_EXERCISE DETAILS_:
Copy every line from the items below that contains the string "sunlight", and leave out all the other lines. The match is case-sensitive.
═════ EXERCISE MATERIALS ═════
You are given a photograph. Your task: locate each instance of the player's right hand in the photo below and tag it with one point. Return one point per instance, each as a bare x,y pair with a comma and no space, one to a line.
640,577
═════
═════ EXERCISE MATERIALS ═════
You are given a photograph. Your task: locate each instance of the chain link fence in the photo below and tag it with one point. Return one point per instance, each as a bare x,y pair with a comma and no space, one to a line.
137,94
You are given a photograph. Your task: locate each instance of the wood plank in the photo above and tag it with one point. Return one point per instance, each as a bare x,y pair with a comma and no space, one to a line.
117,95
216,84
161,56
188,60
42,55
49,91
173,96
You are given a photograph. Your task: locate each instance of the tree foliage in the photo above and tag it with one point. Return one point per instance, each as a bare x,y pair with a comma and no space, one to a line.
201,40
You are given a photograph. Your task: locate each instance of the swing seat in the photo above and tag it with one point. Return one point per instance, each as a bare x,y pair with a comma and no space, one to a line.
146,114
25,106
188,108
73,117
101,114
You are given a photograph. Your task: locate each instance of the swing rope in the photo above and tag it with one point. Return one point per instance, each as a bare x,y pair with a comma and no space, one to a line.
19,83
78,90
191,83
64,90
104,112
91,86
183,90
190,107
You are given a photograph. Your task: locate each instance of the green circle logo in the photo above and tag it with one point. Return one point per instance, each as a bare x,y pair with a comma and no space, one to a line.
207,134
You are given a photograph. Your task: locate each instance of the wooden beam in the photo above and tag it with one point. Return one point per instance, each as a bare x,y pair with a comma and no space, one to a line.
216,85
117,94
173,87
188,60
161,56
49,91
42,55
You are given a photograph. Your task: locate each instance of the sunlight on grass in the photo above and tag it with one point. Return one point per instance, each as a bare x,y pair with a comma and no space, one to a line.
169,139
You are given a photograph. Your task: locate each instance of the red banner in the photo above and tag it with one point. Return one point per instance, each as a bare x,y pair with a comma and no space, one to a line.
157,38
═════
_RESULT OF THE EXERCISE_:
You are given a photograph. Your task: locate each instance of the sunlight on grass in the photo above and tag it with one point. Return one point per instance, each as a bare x,y pair with a comma and no space, one to a line.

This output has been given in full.